## Exercise prompt
Give only the number of lines in the entries below that contain the word "every".

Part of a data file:
-- start --
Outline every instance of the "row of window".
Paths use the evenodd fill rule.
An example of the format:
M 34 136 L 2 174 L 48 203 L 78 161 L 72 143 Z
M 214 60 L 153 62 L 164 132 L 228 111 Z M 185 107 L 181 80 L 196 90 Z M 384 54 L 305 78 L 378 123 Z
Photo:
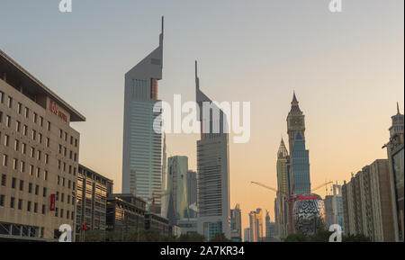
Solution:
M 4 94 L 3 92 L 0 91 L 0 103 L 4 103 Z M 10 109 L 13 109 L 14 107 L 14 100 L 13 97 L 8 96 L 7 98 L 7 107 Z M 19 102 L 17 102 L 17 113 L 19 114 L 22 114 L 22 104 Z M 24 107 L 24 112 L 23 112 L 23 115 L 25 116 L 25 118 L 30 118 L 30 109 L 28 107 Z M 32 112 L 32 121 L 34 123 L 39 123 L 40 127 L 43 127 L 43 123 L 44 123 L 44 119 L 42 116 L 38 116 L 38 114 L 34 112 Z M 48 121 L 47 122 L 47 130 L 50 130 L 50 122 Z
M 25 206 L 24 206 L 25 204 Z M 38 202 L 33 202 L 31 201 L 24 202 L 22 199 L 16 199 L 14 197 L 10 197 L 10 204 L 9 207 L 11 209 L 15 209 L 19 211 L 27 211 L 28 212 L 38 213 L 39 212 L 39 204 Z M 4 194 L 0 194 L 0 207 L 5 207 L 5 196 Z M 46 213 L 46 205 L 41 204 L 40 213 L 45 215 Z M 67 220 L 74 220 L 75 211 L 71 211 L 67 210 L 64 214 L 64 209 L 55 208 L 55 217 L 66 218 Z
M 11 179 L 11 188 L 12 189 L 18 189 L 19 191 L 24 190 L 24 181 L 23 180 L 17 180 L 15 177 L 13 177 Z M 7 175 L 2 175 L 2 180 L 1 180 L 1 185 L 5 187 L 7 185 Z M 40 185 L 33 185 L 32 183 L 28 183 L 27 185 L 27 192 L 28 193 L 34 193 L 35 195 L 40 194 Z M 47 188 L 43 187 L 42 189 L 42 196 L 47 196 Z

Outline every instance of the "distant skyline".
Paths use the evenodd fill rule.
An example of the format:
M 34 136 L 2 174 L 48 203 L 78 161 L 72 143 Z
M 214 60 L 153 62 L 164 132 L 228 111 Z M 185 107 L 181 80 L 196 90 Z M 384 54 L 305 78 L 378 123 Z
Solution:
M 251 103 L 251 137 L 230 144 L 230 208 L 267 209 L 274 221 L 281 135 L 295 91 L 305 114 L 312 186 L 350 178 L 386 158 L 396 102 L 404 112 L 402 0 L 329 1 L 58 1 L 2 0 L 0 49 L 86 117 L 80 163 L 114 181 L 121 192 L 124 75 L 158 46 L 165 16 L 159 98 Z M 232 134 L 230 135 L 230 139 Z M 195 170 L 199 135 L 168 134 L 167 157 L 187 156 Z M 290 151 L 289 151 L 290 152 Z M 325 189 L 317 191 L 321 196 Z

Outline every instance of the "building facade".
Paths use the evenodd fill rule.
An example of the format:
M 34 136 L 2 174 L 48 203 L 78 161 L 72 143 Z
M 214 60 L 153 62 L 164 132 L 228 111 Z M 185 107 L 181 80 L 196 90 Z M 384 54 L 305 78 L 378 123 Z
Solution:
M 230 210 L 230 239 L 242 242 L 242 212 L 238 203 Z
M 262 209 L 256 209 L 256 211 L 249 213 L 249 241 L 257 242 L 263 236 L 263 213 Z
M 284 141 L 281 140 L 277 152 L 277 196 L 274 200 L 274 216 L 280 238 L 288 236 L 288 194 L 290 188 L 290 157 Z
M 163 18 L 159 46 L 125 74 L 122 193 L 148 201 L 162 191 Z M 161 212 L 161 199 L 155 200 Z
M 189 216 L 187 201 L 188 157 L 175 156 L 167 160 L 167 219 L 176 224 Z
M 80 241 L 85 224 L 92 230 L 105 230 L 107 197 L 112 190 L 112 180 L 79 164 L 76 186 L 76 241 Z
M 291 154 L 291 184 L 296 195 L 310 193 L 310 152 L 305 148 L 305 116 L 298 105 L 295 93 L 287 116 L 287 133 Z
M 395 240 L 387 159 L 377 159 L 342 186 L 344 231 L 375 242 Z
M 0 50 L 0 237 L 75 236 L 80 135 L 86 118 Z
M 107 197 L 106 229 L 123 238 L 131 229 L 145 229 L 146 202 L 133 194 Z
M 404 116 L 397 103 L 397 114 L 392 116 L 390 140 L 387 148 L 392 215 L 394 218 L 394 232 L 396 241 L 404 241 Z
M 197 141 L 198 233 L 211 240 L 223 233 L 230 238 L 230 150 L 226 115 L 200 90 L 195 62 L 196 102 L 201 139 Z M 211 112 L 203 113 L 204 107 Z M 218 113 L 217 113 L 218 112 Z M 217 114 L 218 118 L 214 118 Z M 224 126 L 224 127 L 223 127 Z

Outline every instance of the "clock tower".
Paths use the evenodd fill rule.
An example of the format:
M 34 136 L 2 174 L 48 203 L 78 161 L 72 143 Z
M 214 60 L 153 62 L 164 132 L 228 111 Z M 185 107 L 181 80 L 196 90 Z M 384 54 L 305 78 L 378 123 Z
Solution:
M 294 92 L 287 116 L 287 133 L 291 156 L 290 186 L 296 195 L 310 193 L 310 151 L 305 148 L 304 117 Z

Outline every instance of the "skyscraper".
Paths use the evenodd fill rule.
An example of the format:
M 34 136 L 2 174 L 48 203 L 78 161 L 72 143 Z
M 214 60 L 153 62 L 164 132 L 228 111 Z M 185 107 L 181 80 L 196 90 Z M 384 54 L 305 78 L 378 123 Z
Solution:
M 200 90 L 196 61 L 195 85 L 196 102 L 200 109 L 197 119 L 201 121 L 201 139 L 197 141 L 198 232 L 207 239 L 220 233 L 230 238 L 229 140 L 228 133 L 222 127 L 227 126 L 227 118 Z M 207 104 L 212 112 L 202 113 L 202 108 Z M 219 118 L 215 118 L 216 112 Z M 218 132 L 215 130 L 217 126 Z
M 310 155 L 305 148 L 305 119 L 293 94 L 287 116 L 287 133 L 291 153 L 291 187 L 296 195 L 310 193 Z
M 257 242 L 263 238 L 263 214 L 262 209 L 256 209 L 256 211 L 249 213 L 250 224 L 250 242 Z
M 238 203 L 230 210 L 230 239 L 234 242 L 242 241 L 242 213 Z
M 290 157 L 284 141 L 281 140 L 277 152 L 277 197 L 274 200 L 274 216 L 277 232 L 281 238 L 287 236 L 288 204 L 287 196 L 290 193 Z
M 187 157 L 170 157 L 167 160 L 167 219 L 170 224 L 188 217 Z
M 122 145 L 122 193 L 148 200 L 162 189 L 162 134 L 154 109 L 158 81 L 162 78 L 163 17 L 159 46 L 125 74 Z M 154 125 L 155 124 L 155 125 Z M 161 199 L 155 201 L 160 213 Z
-- end --
-- start --
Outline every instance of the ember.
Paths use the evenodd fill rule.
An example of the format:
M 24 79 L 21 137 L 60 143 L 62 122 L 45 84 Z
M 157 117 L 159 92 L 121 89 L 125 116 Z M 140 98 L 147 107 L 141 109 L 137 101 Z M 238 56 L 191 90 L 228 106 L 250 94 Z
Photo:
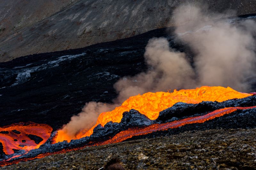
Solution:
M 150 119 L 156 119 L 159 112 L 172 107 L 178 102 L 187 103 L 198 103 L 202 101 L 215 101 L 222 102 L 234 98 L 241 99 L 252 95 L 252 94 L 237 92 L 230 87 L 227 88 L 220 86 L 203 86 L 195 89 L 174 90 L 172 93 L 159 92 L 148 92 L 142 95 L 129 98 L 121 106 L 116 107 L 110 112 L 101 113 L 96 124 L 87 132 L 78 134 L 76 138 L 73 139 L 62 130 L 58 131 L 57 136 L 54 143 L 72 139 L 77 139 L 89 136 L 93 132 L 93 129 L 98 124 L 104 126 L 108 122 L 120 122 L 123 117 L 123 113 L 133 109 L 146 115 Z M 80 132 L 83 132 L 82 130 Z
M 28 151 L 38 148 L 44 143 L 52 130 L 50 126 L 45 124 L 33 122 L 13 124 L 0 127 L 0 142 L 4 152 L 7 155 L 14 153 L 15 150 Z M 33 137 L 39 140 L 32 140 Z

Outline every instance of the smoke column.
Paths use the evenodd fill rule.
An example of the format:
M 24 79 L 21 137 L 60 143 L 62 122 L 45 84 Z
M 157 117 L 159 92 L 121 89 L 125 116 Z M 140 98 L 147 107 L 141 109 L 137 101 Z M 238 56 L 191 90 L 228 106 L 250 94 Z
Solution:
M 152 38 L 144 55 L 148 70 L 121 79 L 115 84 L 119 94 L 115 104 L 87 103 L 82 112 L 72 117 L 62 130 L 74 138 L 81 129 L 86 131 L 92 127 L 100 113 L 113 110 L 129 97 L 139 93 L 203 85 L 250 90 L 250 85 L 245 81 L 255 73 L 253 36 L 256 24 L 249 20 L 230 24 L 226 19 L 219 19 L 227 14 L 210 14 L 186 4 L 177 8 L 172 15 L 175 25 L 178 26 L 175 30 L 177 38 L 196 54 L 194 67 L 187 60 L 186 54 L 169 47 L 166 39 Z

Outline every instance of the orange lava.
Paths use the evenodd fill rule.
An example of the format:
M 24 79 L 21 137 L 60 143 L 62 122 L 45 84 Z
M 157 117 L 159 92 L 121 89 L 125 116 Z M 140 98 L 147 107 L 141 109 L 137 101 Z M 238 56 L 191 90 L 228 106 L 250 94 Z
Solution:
-- end --
## Task solution
8